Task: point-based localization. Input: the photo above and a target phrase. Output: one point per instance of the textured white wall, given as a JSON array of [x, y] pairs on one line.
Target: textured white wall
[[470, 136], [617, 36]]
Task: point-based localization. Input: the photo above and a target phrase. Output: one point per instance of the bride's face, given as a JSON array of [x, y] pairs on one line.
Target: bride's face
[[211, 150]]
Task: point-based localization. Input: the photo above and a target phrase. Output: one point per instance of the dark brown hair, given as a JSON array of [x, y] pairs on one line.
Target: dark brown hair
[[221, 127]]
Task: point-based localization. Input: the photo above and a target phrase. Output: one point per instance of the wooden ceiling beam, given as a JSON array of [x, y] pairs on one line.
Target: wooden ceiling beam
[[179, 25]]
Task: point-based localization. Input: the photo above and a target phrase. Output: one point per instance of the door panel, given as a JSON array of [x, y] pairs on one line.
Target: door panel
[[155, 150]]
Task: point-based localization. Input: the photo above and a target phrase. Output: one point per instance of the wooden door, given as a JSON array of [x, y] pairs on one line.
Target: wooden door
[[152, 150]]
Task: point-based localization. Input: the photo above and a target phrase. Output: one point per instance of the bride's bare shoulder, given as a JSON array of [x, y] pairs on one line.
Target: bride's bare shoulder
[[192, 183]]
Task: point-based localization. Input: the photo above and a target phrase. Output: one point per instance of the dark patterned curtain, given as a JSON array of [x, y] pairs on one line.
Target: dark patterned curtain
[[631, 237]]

________________________

WHAT THE TASK ASKS: What belongs in the answer is each line of the listing that contains the word "based".

ANSWER TO THIS PROBLEM:
Task: point-based localization. Input: the photo above and a target phrase. Output: one point per instance of the textured white wall, given as a JSON array of [x, y] pairs on one line.
Task: point-based localization. Input: the photo above and a target phrase. Output: one point per instance of the bride's face, given as a JSON array of [x, y] pairs on one line.
Task: point-based localization. Input: the photo above and a target phrase. Output: one point per instance of the dark brown hair, given as a JSON array of [x, y] pairs on one line.
Task: point-based localization. Input: the photo above and a target phrase. Output: one point per instance of the wooden ceiling beam, given as a JSON array of [x, y] pairs on one line.
Task: point-based localization. Input: the photo above and a target phrase. Output: one point per instance of the door panel, given as a JSON array of [x, y] pairs on one line.
Task: point-based localization. Input: the photo above and a target phrase. Output: one point per instance of the wooden door, given as a JSON array of [x, y] pairs on one line.
Task: point-based localization. Input: the photo above and a target phrase. Output: one point per instance of the bride's bare shoulder, given as a JSON array of [x, y] pairs on one line.
Task: point-based localization. Input: the photo above and a target phrase. Output: one point per instance of the dark patterned curtain, given as a JSON array of [x, y] pairs on one line.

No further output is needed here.